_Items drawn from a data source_
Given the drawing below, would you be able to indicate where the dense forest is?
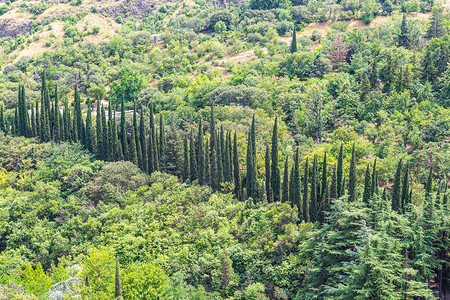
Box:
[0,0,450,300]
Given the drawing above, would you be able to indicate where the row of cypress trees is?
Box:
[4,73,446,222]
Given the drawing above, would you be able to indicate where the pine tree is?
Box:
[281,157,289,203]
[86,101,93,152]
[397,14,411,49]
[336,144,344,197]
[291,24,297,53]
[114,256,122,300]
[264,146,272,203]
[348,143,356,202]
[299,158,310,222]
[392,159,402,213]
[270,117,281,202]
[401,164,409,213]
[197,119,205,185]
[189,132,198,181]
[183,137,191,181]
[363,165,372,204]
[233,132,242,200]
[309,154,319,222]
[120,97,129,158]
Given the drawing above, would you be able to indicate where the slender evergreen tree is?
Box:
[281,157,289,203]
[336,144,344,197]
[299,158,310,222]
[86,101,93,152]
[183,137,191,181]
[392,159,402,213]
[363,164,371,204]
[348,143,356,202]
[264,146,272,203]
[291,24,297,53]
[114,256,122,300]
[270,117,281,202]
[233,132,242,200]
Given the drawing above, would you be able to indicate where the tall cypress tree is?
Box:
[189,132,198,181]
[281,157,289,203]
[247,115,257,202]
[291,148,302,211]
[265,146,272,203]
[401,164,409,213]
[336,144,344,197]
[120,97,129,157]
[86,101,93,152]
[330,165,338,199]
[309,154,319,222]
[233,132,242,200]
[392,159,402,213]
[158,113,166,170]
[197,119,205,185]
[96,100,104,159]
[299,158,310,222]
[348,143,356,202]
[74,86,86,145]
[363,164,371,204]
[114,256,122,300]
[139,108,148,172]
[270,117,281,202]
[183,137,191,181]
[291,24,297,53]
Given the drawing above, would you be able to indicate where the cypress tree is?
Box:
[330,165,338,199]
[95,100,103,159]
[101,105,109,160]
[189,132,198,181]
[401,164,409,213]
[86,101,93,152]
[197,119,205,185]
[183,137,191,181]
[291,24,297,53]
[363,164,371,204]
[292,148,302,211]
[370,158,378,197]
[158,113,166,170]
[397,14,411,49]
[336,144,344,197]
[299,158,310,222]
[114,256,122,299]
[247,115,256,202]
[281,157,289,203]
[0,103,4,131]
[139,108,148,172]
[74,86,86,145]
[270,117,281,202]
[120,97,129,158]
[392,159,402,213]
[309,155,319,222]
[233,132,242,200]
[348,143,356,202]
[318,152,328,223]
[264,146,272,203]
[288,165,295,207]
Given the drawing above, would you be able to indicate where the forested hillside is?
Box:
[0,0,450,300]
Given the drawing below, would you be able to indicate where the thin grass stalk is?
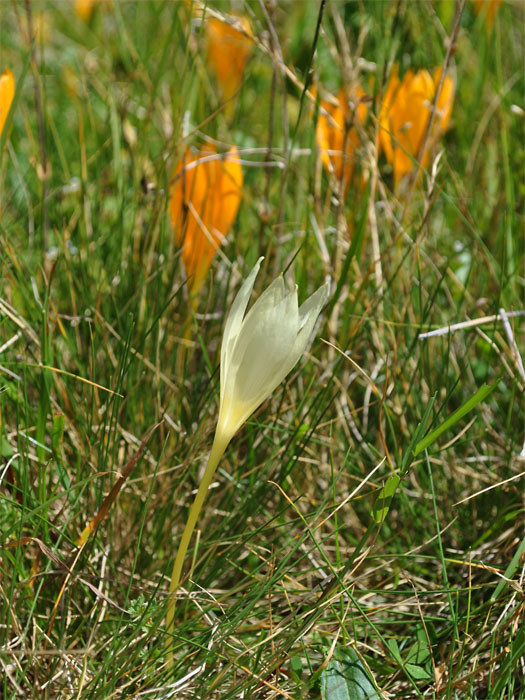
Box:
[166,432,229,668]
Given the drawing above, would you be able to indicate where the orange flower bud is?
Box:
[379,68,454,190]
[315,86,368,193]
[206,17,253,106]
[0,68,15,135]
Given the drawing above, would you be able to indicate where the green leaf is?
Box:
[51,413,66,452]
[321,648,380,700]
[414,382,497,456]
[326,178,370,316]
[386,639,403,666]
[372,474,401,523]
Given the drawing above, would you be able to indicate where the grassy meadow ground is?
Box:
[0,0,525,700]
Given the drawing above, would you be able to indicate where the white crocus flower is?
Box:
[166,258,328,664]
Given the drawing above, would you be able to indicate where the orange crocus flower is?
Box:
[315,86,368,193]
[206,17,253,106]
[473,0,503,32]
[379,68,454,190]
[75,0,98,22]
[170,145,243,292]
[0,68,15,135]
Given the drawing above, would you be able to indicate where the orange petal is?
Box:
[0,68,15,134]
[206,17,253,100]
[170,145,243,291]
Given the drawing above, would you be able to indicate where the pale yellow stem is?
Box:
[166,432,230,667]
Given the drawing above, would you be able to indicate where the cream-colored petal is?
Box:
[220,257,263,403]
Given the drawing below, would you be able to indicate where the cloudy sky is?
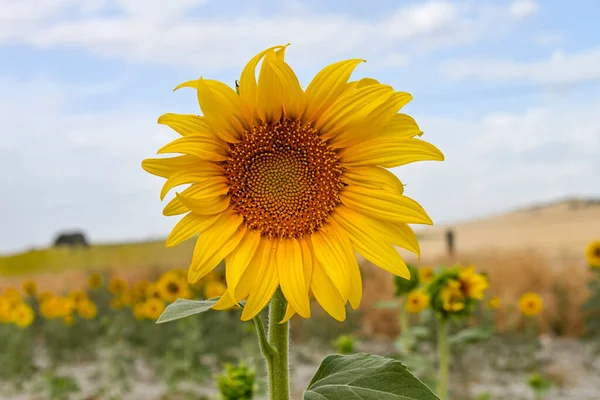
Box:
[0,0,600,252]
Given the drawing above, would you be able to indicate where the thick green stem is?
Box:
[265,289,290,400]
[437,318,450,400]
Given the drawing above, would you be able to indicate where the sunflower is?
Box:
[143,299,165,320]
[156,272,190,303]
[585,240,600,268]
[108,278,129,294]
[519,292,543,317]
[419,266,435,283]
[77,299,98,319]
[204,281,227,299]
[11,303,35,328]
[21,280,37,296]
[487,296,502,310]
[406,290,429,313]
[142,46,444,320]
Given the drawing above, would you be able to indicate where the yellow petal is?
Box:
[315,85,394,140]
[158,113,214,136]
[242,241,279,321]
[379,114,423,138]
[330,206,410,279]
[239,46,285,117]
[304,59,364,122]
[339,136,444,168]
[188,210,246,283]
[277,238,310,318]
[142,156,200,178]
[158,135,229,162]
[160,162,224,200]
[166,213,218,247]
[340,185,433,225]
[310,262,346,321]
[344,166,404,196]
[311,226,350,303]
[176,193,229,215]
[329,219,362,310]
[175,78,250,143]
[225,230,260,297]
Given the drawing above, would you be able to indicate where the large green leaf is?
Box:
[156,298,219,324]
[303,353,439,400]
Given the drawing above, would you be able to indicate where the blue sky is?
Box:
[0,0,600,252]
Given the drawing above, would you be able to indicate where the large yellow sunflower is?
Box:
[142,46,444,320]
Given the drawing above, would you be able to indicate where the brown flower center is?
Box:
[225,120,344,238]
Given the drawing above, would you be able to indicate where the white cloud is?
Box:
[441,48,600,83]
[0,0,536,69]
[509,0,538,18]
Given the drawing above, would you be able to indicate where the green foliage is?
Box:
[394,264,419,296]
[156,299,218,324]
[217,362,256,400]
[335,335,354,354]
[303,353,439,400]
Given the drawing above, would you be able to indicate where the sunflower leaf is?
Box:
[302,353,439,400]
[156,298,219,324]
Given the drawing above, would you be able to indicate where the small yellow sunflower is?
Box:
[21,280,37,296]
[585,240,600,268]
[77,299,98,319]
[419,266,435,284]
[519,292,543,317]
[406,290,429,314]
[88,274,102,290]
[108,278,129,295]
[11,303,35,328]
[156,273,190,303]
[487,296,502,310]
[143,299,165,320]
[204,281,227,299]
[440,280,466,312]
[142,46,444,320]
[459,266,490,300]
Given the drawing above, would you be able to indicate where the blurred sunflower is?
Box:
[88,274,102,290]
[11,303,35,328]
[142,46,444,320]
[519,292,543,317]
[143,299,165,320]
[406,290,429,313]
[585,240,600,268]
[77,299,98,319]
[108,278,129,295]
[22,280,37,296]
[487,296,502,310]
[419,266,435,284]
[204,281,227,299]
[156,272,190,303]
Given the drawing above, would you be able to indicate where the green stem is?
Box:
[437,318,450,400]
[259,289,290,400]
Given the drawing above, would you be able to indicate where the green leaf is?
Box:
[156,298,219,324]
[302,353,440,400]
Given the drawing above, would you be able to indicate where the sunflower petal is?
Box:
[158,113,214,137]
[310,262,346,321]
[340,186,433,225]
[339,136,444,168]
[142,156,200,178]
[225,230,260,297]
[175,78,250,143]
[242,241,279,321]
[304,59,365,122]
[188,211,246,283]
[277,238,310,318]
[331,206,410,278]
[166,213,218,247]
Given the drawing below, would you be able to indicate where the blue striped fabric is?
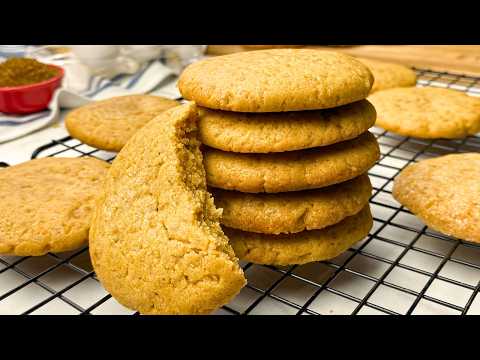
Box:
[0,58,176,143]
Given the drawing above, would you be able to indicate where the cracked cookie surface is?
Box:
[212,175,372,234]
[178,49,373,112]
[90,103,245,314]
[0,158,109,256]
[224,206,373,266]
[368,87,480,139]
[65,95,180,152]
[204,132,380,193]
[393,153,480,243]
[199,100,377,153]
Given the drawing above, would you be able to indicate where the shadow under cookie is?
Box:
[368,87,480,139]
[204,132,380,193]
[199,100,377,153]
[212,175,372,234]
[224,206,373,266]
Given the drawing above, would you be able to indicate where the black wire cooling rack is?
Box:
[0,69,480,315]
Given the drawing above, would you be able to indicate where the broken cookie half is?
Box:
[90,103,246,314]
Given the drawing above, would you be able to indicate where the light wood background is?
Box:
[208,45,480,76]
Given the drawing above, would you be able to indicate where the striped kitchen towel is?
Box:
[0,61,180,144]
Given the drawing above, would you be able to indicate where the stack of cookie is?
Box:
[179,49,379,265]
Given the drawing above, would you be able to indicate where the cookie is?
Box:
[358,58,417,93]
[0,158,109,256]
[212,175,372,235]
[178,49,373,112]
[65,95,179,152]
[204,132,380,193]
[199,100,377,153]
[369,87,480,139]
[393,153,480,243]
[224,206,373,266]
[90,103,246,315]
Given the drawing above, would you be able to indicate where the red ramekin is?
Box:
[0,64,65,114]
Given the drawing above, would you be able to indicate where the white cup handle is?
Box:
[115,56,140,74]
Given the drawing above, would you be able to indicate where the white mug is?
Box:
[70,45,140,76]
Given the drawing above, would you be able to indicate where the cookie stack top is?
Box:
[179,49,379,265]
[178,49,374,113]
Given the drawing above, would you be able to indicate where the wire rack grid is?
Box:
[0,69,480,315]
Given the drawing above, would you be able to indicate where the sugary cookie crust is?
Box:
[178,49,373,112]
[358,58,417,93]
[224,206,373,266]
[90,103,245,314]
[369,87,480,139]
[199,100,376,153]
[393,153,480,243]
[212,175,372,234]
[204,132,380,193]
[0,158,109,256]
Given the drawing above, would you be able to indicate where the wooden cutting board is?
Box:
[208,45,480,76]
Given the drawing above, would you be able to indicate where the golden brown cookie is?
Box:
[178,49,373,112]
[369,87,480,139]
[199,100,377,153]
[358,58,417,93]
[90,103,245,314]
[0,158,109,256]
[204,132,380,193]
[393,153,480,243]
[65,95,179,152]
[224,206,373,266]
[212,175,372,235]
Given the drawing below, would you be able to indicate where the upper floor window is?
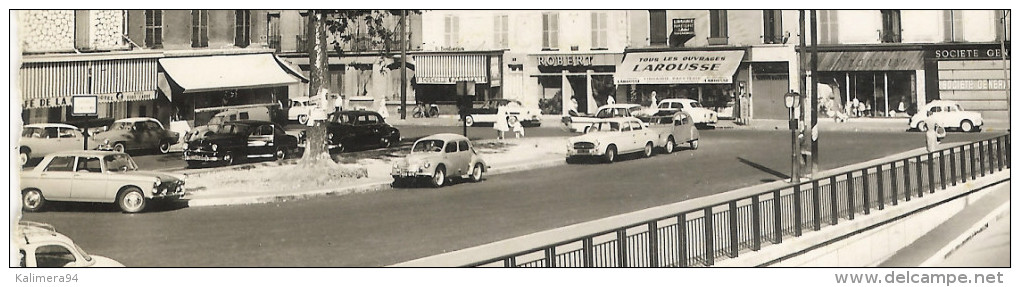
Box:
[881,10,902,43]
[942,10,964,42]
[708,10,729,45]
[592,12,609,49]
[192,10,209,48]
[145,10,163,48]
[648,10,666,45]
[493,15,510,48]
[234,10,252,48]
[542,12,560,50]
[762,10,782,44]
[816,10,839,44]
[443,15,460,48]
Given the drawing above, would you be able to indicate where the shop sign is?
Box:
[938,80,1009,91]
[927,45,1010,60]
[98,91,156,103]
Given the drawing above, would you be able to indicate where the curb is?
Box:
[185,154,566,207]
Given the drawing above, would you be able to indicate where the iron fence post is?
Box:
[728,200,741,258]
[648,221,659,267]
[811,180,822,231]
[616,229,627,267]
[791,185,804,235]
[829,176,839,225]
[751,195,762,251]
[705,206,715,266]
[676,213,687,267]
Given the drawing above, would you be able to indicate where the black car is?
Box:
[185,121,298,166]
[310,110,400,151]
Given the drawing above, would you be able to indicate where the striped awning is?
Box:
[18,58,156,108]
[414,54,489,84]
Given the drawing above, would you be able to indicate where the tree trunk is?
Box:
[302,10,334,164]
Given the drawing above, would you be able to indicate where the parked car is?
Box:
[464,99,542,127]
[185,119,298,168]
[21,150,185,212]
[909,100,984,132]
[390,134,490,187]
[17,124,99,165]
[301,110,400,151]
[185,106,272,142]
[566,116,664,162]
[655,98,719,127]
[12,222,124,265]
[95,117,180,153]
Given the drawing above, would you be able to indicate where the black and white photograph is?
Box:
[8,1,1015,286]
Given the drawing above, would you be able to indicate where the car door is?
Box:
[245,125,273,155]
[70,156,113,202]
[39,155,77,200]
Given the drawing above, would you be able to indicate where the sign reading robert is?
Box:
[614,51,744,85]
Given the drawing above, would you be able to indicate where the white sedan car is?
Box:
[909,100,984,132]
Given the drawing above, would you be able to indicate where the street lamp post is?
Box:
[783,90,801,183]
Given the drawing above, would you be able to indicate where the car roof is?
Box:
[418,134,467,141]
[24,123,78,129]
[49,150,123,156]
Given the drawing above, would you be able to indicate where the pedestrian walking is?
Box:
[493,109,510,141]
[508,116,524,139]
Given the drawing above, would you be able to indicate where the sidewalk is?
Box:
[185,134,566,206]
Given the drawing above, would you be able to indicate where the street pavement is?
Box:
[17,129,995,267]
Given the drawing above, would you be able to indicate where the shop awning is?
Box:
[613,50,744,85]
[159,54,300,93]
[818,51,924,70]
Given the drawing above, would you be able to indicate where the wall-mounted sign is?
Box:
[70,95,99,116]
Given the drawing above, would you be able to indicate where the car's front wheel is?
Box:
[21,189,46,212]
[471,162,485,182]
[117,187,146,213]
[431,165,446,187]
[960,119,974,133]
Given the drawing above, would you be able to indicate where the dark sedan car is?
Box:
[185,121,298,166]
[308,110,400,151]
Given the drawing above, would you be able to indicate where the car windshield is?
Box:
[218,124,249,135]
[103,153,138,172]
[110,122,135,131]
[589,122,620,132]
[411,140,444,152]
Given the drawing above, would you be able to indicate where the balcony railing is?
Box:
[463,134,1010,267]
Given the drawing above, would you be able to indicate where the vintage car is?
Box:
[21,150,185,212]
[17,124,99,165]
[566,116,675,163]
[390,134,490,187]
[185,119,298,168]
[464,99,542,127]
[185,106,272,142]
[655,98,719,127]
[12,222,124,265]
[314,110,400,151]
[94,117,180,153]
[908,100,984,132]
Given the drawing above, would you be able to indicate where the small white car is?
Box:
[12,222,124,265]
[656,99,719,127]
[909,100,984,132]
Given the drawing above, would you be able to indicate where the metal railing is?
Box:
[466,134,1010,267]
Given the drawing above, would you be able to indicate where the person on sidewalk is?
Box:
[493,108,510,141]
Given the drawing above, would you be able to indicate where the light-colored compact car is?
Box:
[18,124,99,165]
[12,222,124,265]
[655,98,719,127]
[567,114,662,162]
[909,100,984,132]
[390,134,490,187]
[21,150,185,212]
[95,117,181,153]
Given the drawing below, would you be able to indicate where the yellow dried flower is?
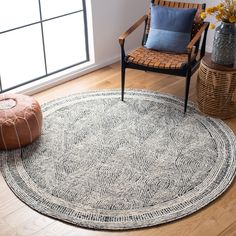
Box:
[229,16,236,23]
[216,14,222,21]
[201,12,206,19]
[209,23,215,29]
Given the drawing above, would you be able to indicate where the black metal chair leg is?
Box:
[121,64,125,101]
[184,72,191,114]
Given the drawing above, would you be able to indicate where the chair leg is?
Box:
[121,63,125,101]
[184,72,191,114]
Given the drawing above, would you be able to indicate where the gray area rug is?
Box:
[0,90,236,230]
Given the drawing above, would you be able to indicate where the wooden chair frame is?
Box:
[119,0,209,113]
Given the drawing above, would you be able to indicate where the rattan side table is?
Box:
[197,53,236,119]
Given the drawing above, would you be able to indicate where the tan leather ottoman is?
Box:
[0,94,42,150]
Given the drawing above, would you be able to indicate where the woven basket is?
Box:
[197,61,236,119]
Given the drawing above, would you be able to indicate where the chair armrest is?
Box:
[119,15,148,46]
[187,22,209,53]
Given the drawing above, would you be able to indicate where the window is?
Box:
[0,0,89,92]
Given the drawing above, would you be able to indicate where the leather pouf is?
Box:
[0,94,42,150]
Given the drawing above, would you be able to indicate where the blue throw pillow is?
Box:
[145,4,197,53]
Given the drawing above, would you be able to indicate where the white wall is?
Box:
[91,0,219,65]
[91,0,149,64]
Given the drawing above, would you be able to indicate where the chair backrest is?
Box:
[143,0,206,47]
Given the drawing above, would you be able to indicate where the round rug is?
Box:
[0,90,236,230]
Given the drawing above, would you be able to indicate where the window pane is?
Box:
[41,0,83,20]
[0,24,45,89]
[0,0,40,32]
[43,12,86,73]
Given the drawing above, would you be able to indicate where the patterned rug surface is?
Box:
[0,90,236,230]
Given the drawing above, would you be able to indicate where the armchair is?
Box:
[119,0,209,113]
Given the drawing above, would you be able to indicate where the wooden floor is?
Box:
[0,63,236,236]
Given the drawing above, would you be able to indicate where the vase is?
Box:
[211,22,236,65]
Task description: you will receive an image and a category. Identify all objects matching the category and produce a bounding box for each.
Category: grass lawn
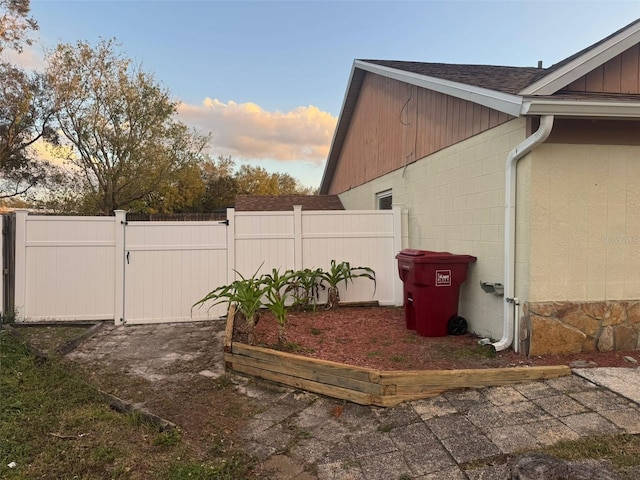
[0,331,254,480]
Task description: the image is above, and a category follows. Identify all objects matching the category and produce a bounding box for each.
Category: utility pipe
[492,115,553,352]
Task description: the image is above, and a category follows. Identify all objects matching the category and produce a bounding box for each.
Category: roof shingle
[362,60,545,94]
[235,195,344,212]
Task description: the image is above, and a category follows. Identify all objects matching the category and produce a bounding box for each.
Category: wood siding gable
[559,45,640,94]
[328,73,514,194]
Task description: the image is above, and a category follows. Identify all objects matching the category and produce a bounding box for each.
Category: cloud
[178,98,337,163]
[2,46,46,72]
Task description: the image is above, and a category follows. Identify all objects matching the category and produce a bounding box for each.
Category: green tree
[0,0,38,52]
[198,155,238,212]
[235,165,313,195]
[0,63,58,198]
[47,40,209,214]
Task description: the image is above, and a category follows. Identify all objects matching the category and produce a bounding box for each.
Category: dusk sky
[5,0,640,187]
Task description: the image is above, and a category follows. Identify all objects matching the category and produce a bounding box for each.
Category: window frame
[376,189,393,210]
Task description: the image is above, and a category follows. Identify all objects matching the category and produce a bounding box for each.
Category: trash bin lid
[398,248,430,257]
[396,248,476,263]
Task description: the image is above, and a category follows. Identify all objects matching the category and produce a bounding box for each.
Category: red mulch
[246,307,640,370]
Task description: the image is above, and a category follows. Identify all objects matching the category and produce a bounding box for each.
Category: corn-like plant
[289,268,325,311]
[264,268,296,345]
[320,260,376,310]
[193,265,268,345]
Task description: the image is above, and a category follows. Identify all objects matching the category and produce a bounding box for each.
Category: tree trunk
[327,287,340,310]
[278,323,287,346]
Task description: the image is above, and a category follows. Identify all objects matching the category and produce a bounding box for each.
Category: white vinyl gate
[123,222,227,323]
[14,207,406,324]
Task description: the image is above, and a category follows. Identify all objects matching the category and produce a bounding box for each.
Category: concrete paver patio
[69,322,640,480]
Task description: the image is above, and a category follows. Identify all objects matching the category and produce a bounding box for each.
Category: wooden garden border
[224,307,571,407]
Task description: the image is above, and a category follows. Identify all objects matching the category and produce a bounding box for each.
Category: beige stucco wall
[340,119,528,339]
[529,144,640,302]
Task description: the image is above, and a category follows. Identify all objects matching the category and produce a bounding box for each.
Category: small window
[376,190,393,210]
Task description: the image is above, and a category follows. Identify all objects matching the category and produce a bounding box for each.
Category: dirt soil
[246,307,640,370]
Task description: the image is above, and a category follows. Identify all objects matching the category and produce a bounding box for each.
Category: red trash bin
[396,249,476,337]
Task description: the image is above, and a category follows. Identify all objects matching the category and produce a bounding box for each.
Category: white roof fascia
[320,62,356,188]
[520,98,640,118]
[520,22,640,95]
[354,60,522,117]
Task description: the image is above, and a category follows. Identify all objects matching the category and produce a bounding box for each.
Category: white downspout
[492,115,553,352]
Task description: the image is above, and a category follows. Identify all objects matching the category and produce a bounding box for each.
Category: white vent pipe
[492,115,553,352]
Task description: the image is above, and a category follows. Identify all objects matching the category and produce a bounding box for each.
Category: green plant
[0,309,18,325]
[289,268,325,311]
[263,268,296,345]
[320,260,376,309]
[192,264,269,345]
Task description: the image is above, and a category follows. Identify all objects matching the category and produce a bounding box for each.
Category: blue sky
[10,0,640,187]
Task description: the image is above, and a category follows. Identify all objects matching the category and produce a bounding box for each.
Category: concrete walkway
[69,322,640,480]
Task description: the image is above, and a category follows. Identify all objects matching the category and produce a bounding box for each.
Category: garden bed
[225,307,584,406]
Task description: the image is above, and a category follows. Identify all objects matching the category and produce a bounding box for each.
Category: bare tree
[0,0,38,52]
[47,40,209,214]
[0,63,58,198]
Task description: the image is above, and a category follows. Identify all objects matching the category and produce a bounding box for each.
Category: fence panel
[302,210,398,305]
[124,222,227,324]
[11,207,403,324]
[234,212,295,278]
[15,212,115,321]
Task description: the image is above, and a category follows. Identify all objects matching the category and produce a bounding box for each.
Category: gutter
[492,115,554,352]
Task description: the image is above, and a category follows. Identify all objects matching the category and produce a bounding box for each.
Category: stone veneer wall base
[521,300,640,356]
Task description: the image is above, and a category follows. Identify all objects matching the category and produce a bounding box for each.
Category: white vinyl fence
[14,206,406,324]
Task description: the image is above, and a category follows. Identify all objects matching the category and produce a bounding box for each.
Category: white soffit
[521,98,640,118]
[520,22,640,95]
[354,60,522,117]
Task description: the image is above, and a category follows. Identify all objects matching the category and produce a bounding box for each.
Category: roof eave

_GIVEN TASK_
Output verbatim every line of the material, from the line containing "leather ottoman is?" down to the line containing "[91,0,149,64]", including both of those lines.

_SOLVED PROBLEM_
Given the drawing above, would you be able to indicate where the tan leather ottoman is?
Box:
[0,94,42,150]
Given the drawing above, would you be able to indicate where the woven basket is?
Box:
[197,61,236,119]
Given the drawing above, would you be able to indicate where the chair armrest is?
Box:
[119,15,148,46]
[187,22,209,53]
Given the drawing above, would you be able to indicate where the window is?
Box:
[0,0,89,92]
Given the drawing above, would you be able to indicate where the leather pouf is?
Box:
[0,94,42,150]
Given the drawing above, would you be able to indicate where the blue throw pillow is?
Box:
[145,4,197,53]
Given the drawing above, would you be able to indicate where the white wall is?
Box:
[91,0,219,65]
[91,0,149,64]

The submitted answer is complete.